__GIVEN ENTRIES__:

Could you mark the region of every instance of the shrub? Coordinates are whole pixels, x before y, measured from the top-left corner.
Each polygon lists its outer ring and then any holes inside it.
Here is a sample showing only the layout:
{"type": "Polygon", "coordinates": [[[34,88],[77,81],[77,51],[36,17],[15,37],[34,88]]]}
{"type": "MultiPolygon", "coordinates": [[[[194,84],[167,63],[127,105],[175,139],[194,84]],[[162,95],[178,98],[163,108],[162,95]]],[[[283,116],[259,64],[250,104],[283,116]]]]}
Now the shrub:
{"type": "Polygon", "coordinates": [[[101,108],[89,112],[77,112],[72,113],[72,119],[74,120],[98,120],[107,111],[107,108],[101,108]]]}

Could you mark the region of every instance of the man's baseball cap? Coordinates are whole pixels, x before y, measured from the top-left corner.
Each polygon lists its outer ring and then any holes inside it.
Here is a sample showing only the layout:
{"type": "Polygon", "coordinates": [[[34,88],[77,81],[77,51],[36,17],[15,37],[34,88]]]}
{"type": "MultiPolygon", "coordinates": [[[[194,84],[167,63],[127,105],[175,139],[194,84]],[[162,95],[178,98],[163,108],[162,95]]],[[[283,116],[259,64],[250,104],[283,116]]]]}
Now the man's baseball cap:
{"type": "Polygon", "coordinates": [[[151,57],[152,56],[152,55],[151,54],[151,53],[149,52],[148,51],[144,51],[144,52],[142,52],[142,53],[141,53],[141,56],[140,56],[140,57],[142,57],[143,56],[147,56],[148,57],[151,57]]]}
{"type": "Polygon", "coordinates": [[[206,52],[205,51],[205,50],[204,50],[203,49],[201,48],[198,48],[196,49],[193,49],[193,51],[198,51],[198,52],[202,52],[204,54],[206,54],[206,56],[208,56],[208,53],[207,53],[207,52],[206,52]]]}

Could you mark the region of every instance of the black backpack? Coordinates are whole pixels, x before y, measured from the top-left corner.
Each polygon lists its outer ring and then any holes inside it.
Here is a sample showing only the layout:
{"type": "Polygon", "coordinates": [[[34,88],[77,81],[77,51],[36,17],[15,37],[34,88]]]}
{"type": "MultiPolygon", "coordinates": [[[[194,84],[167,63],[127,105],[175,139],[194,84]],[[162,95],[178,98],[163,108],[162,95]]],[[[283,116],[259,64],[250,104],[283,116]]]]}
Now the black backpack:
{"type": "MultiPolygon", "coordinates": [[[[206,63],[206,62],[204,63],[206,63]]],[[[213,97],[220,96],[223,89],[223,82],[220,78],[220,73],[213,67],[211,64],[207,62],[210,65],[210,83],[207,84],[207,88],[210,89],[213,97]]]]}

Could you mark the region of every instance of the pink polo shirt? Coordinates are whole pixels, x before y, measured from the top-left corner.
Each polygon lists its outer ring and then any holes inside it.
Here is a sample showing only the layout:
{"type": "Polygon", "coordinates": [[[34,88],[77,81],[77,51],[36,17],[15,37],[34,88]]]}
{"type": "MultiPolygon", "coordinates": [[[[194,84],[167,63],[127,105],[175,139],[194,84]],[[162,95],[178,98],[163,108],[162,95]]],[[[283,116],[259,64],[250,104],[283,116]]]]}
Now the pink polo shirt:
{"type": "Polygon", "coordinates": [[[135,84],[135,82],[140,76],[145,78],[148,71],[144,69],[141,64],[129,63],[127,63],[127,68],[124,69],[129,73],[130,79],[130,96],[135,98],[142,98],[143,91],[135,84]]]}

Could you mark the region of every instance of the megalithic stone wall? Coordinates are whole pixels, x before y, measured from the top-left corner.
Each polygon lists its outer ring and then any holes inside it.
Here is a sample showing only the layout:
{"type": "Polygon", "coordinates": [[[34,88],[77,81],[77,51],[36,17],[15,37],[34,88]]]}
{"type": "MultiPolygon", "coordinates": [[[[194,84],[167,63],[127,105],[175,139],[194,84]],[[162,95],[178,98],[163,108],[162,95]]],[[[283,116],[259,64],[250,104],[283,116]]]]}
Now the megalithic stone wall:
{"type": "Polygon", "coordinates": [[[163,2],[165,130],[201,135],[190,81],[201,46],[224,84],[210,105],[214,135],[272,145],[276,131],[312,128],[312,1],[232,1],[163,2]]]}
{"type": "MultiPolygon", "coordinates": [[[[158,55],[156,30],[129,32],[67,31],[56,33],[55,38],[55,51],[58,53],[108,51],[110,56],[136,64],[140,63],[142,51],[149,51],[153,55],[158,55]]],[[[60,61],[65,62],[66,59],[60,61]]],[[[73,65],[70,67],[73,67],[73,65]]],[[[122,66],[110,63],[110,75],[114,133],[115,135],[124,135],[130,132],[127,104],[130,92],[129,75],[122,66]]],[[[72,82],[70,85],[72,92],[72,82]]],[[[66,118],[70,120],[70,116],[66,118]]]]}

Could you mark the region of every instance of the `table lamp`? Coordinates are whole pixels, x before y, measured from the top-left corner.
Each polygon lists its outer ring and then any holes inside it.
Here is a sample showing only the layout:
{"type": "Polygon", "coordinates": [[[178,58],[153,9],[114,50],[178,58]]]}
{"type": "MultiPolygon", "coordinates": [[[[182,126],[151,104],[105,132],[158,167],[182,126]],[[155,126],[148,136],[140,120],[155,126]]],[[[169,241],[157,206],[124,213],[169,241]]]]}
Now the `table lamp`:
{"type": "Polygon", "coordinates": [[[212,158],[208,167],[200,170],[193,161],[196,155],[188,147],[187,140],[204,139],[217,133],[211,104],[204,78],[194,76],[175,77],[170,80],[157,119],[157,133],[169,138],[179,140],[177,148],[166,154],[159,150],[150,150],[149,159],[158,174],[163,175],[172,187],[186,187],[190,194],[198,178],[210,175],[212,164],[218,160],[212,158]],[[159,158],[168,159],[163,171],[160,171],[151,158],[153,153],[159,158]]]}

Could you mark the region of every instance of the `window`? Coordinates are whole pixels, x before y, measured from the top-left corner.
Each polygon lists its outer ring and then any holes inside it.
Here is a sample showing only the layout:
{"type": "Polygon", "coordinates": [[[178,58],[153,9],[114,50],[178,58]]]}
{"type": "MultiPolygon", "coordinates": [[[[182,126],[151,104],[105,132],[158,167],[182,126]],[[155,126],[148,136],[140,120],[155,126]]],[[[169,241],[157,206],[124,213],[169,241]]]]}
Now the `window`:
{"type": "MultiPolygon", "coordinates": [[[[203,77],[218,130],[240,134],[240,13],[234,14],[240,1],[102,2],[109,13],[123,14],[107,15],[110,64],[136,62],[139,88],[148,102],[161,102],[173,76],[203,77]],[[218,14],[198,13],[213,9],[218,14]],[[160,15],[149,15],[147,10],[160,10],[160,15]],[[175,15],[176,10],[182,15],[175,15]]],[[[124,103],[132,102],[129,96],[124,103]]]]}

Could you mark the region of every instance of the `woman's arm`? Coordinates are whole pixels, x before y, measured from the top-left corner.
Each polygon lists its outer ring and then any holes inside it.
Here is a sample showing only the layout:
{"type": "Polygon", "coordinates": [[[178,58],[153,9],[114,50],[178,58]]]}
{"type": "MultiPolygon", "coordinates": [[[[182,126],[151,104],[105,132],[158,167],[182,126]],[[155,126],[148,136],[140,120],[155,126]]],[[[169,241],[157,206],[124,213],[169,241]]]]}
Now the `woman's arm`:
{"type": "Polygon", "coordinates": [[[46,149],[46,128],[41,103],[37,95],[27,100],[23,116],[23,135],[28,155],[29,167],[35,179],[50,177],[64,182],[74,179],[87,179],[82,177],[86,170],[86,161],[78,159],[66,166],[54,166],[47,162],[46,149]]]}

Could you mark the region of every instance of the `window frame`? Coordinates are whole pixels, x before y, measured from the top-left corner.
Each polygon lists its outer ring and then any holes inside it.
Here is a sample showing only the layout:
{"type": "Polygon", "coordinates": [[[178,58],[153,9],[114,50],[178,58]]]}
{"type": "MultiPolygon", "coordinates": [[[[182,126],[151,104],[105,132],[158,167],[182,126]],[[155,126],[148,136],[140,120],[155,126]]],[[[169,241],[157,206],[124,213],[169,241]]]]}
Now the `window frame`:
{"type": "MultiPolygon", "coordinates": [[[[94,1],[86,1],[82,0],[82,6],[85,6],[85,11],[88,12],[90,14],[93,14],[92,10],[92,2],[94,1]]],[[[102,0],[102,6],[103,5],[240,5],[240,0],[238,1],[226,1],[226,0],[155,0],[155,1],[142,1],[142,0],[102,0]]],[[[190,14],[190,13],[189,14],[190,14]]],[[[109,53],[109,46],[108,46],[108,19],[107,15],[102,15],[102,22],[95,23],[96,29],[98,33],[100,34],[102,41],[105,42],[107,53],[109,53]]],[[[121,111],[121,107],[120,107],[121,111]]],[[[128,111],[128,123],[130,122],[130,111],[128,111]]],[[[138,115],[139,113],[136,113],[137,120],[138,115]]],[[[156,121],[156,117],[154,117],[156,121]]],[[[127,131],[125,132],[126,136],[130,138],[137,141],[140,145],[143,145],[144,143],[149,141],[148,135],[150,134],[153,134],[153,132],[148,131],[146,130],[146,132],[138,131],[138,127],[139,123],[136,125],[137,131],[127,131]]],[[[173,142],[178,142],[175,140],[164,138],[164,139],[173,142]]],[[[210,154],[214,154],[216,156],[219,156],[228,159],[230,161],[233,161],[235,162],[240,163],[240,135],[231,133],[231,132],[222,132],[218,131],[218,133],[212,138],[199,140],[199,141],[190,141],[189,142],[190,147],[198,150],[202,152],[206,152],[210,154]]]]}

__WHAT YOU NEED TO DO__: Extract every line of the records that contains the word "Could", matching its case exactly.

__RESPONSE BELOW__:
Could you mark the region of every instance of the shrub? Coordinates are whole pixels, x before y, measured from the top-left corner.
Could you mark the region of every instance of the man's baseball cap? Coordinates are whole pixels, x before y, measured from the top-left corner.
Could you mark the region of every instance of the black backpack? Coordinates are whole pixels, x before y, measured from the top-left corner.
Could you mark the region of every instance of the pink polo shirt? Coordinates are whole pixels, x before y, measured from the top-left corner.
Could you mark the region of every instance of the megalithic stone wall? Coordinates are whole pixels, x before y, measured from the top-left corner.
Could you mark the region of every instance of the `table lamp`? Coordinates are whole pixels, x before y, measured from the top-left corner.
Could you mark the region of every instance of the `window`? Coordinates are whole pixels, x before y, measured from the top-left corner.
Could you mark the region of every instance of the `woman's arm`? Coordinates are whole pixels, x before y, measured from the top-left corner.
Could you mark the region of every instance of the `window frame`? Coordinates are whole pixels, x before y, measured from the top-left corner.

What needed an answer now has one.